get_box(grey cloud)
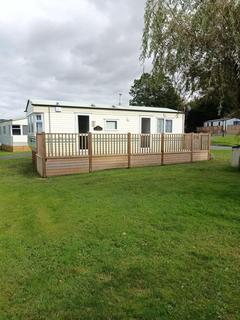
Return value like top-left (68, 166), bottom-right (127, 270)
top-left (0, 0), bottom-right (145, 118)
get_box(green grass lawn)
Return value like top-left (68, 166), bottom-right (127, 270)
top-left (212, 135), bottom-right (240, 147)
top-left (0, 150), bottom-right (29, 157)
top-left (0, 151), bottom-right (240, 320)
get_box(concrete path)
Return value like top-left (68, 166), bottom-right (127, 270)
top-left (0, 152), bottom-right (32, 161)
top-left (211, 146), bottom-right (232, 150)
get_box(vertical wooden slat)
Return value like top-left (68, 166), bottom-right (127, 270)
top-left (88, 132), bottom-right (93, 172)
top-left (190, 133), bottom-right (194, 162)
top-left (161, 133), bottom-right (165, 166)
top-left (42, 133), bottom-right (47, 178)
top-left (208, 133), bottom-right (211, 160)
top-left (127, 132), bottom-right (132, 168)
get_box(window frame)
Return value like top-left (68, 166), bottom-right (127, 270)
top-left (11, 124), bottom-right (22, 136)
top-left (157, 118), bottom-right (165, 134)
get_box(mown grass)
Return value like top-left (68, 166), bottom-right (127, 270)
top-left (0, 150), bottom-right (29, 157)
top-left (0, 151), bottom-right (240, 320)
top-left (212, 135), bottom-right (240, 147)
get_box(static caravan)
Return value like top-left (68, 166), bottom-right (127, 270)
top-left (204, 118), bottom-right (240, 128)
top-left (25, 100), bottom-right (184, 147)
top-left (0, 118), bottom-right (30, 152)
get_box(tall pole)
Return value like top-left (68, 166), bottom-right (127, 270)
top-left (118, 93), bottom-right (122, 106)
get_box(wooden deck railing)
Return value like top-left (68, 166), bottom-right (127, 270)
top-left (37, 133), bottom-right (209, 158)
top-left (36, 133), bottom-right (210, 178)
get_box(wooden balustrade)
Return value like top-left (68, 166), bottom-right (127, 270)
top-left (36, 133), bottom-right (210, 176)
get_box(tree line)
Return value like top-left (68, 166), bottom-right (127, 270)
top-left (130, 0), bottom-right (240, 130)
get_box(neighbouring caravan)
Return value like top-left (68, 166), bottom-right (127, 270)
top-left (25, 100), bottom-right (185, 148)
top-left (0, 118), bottom-right (30, 152)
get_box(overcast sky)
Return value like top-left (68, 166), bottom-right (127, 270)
top-left (0, 0), bottom-right (150, 118)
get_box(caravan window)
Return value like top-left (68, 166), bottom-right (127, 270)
top-left (166, 120), bottom-right (172, 133)
top-left (105, 120), bottom-right (118, 130)
top-left (23, 126), bottom-right (28, 136)
top-left (36, 114), bottom-right (43, 133)
top-left (157, 119), bottom-right (164, 133)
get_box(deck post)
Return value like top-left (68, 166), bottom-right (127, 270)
top-left (88, 132), bottom-right (92, 173)
top-left (128, 132), bottom-right (132, 168)
top-left (191, 133), bottom-right (194, 162)
top-left (42, 132), bottom-right (47, 178)
top-left (161, 133), bottom-right (165, 166)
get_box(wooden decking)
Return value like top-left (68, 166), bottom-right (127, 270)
top-left (35, 133), bottom-right (210, 177)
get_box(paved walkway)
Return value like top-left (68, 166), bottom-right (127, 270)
top-left (0, 152), bottom-right (32, 161)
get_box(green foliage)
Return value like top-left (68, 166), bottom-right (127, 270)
top-left (142, 0), bottom-right (240, 109)
top-left (212, 135), bottom-right (240, 147)
top-left (0, 152), bottom-right (240, 320)
top-left (130, 72), bottom-right (181, 109)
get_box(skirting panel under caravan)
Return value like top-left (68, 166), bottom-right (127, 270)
top-left (33, 134), bottom-right (210, 177)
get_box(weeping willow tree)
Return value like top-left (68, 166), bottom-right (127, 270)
top-left (142, 0), bottom-right (240, 111)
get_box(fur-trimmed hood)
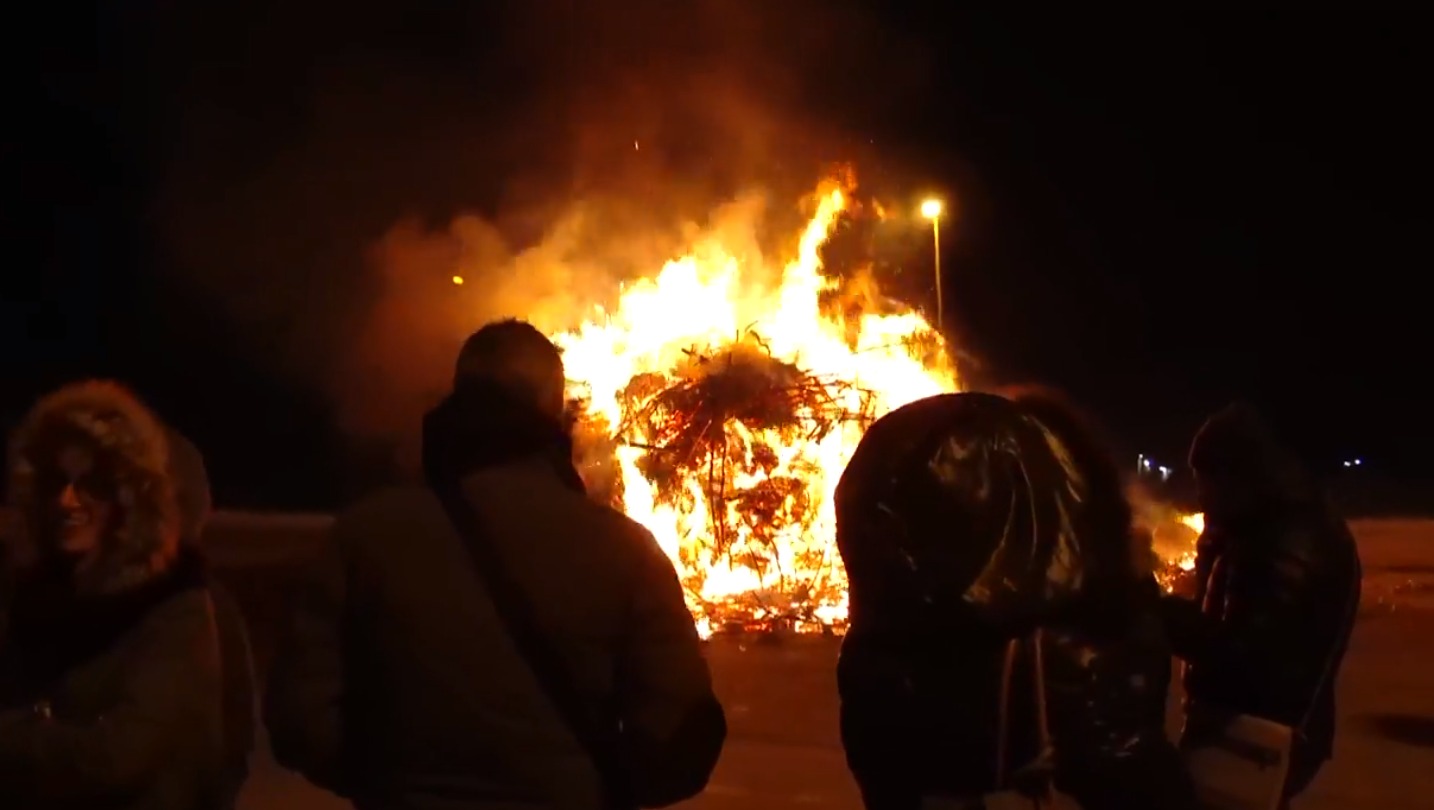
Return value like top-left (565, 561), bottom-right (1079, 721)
top-left (4, 380), bottom-right (182, 595)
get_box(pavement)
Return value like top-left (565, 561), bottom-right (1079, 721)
top-left (220, 522), bottom-right (1434, 810)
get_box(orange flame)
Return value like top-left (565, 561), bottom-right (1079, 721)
top-left (554, 181), bottom-right (958, 635)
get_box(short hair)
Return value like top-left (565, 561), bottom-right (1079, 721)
top-left (453, 318), bottom-right (566, 416)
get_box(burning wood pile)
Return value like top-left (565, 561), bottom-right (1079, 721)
top-left (554, 178), bottom-right (1198, 635)
top-left (554, 178), bottom-right (956, 634)
top-left (579, 330), bottom-right (876, 629)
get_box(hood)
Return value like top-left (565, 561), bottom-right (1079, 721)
top-left (4, 380), bottom-right (182, 594)
top-left (423, 378), bottom-right (584, 492)
top-left (836, 394), bottom-right (1146, 632)
top-left (1190, 403), bottom-right (1318, 506)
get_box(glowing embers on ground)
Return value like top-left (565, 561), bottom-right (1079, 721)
top-left (555, 182), bottom-right (956, 634)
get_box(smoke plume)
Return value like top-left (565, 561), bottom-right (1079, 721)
top-left (145, 0), bottom-right (925, 467)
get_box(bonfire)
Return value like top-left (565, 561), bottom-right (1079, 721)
top-left (554, 173), bottom-right (1198, 635)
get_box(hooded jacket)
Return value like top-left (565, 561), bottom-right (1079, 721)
top-left (168, 429), bottom-right (258, 810)
top-left (0, 381), bottom-right (221, 810)
top-left (836, 394), bottom-right (1193, 810)
top-left (264, 384), bottom-right (726, 810)
top-left (1166, 404), bottom-right (1361, 781)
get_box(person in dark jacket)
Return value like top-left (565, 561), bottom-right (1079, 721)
top-left (0, 381), bottom-right (222, 810)
top-left (836, 391), bottom-right (1195, 810)
top-left (1166, 403), bottom-right (1361, 803)
top-left (169, 429), bottom-right (258, 810)
top-left (265, 321), bottom-right (726, 810)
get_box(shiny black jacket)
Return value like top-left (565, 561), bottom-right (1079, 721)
top-left (1164, 409), bottom-right (1361, 770)
top-left (836, 394), bottom-right (1192, 810)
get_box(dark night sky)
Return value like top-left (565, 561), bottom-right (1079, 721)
top-left (0, 6), bottom-right (1434, 506)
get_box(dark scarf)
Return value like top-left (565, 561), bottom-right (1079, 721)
top-left (423, 380), bottom-right (585, 492)
top-left (0, 548), bottom-right (208, 705)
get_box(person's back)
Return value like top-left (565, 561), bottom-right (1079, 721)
top-left (267, 321), bottom-right (726, 810)
top-left (837, 394), bottom-right (1193, 810)
top-left (169, 427), bottom-right (258, 810)
top-left (1166, 404), bottom-right (1361, 797)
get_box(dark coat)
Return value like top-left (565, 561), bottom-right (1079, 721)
top-left (1166, 409), bottom-right (1361, 781)
top-left (265, 381), bottom-right (726, 810)
top-left (836, 394), bottom-right (1193, 810)
top-left (0, 383), bottom-right (222, 810)
top-left (169, 429), bottom-right (258, 810)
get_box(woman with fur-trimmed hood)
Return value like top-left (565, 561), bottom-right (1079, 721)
top-left (0, 381), bottom-right (222, 810)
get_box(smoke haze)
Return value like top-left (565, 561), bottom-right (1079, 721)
top-left (156, 0), bottom-right (925, 461)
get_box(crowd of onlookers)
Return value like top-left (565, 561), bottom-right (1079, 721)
top-left (0, 320), bottom-right (1359, 810)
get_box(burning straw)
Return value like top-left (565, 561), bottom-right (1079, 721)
top-left (570, 330), bottom-right (876, 629)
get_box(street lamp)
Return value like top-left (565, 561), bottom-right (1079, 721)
top-left (921, 198), bottom-right (946, 333)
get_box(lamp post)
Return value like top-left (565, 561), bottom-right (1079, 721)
top-left (921, 198), bottom-right (946, 333)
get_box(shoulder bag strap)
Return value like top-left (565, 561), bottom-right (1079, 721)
top-left (435, 483), bottom-right (634, 810)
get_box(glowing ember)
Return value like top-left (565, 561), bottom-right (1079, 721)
top-left (1154, 513), bottom-right (1205, 592)
top-left (555, 175), bottom-right (956, 635)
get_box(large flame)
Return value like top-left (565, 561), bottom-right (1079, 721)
top-left (554, 181), bottom-right (1199, 635)
top-left (555, 181), bottom-right (958, 634)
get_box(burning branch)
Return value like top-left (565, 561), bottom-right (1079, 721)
top-left (614, 331), bottom-right (876, 624)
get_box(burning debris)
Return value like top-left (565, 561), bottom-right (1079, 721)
top-left (617, 330), bottom-right (876, 629)
top-left (554, 178), bottom-right (956, 634)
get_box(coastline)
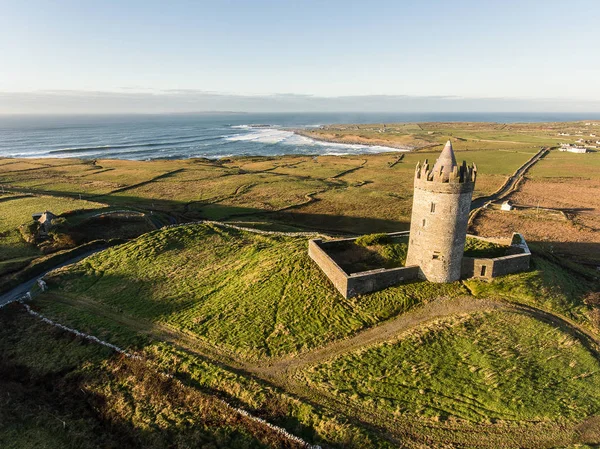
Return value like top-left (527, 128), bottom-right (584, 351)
top-left (290, 128), bottom-right (418, 152)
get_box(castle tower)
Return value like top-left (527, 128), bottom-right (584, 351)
top-left (406, 141), bottom-right (477, 282)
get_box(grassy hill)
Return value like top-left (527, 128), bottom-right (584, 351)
top-left (42, 224), bottom-right (466, 358)
top-left (34, 220), bottom-right (600, 448)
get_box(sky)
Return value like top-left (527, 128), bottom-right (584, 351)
top-left (0, 0), bottom-right (600, 113)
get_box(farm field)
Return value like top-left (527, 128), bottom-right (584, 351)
top-left (25, 219), bottom-right (600, 447)
top-left (0, 123), bottom-right (600, 449)
top-left (296, 311), bottom-right (600, 422)
top-left (473, 151), bottom-right (600, 264)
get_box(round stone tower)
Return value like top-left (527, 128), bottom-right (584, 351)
top-left (406, 141), bottom-right (477, 282)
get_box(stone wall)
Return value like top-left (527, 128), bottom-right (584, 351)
top-left (462, 234), bottom-right (531, 279)
top-left (308, 238), bottom-right (419, 298)
top-left (308, 239), bottom-right (348, 298)
top-left (346, 265), bottom-right (419, 298)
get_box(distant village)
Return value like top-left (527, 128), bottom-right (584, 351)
top-left (558, 123), bottom-right (600, 153)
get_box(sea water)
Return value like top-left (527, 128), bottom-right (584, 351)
top-left (0, 113), bottom-right (594, 160)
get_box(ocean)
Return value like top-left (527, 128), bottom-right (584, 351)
top-left (0, 113), bottom-right (600, 160)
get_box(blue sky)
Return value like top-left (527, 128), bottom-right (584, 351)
top-left (0, 0), bottom-right (600, 110)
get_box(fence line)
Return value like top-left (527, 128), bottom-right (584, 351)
top-left (16, 300), bottom-right (321, 449)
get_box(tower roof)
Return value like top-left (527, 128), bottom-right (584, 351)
top-left (432, 140), bottom-right (457, 181)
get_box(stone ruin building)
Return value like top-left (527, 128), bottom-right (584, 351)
top-left (308, 141), bottom-right (531, 298)
top-left (406, 141), bottom-right (477, 282)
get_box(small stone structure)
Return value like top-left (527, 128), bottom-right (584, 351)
top-left (308, 232), bottom-right (419, 298)
top-left (308, 141), bottom-right (531, 298)
top-left (461, 233), bottom-right (531, 279)
top-left (31, 211), bottom-right (56, 237)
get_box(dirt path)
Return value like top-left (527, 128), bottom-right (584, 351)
top-left (257, 296), bottom-right (510, 376)
top-left (471, 148), bottom-right (549, 212)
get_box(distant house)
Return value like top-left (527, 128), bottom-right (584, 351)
top-left (558, 146), bottom-right (587, 153)
top-left (31, 211), bottom-right (56, 237)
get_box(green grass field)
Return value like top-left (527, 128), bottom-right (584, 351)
top-left (41, 225), bottom-right (465, 359)
top-left (0, 307), bottom-right (300, 449)
top-left (0, 123), bottom-right (600, 449)
top-left (298, 312), bottom-right (600, 422)
top-left (0, 195), bottom-right (105, 262)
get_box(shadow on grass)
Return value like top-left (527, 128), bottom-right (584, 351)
top-left (11, 185), bottom-right (409, 234)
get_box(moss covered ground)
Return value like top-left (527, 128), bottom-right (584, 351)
top-left (0, 124), bottom-right (600, 449)
top-left (301, 312), bottom-right (600, 422)
top-left (44, 224), bottom-right (465, 358)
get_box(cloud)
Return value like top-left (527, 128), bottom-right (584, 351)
top-left (0, 87), bottom-right (600, 114)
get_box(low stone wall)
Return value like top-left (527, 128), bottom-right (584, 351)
top-left (308, 238), bottom-right (419, 298)
top-left (308, 239), bottom-right (348, 298)
top-left (346, 265), bottom-right (419, 298)
top-left (462, 234), bottom-right (531, 279)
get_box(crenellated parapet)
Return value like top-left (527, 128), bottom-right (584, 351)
top-left (415, 159), bottom-right (477, 184)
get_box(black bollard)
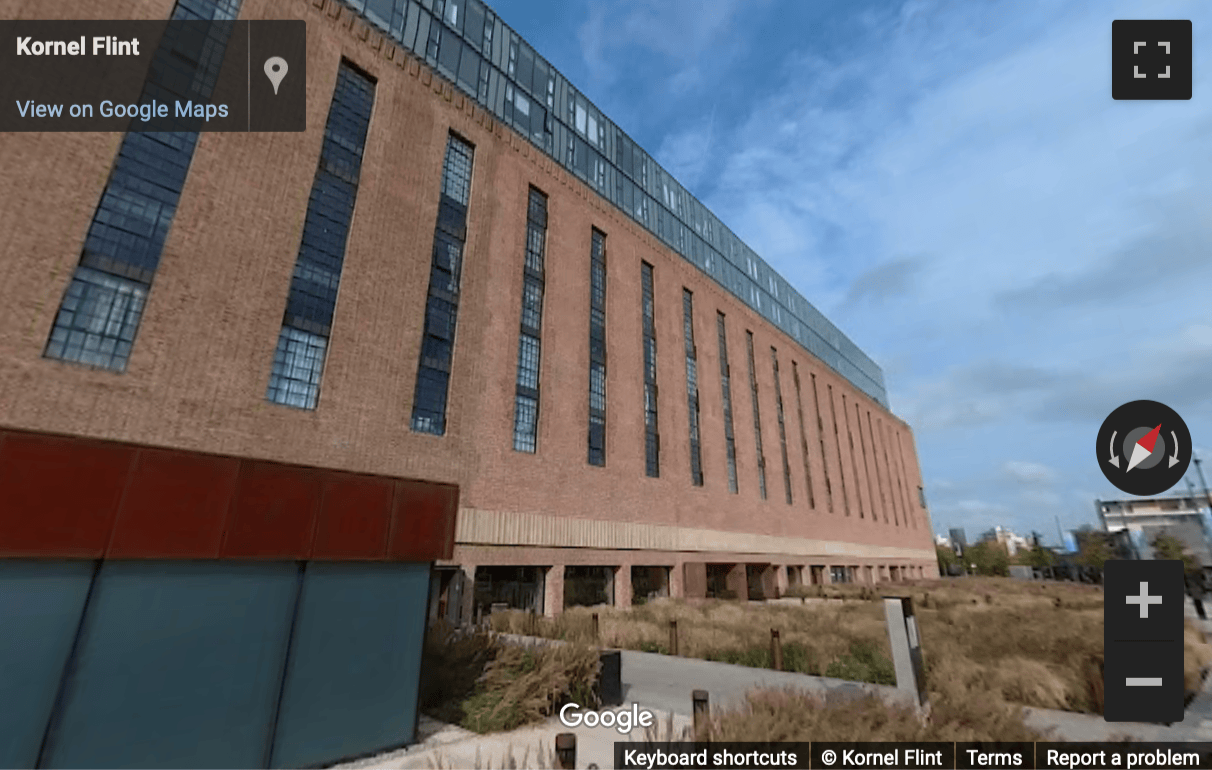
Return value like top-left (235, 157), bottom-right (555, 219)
top-left (555, 732), bottom-right (577, 770)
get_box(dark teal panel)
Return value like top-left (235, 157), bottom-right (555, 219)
top-left (0, 559), bottom-right (96, 768)
top-left (45, 561), bottom-right (298, 768)
top-left (273, 561), bottom-right (429, 768)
§ §
Aim
Rewrite the data between the lines holding "get_box(dirt path)" and "top-left (11, 185), bottom-right (409, 234)", inclusive, replacing every "grass" with "turf" and leaving everything else unchanged.

Correct answer
get_box(dirt path)
Return value like top-left (527, 128), bottom-right (584, 351)
top-left (257, 296), bottom-right (510, 376)
top-left (471, 148), bottom-right (549, 212)
get_box(distant house)
Return value like top-left (527, 128), bottom-right (584, 351)
top-left (558, 146), bottom-right (587, 153)
top-left (31, 211), bottom-right (56, 237)
get_box(green turf field)
Return value like top-left (527, 128), bottom-right (584, 351)
top-left (41, 225), bottom-right (465, 359)
top-left (0, 307), bottom-right (300, 449)
top-left (0, 123), bottom-right (600, 449)
top-left (298, 312), bottom-right (600, 422)
top-left (0, 195), bottom-right (105, 262)
get_box(shadow on turf)
Return value like top-left (527, 128), bottom-right (584, 351)
top-left (11, 185), bottom-right (409, 234)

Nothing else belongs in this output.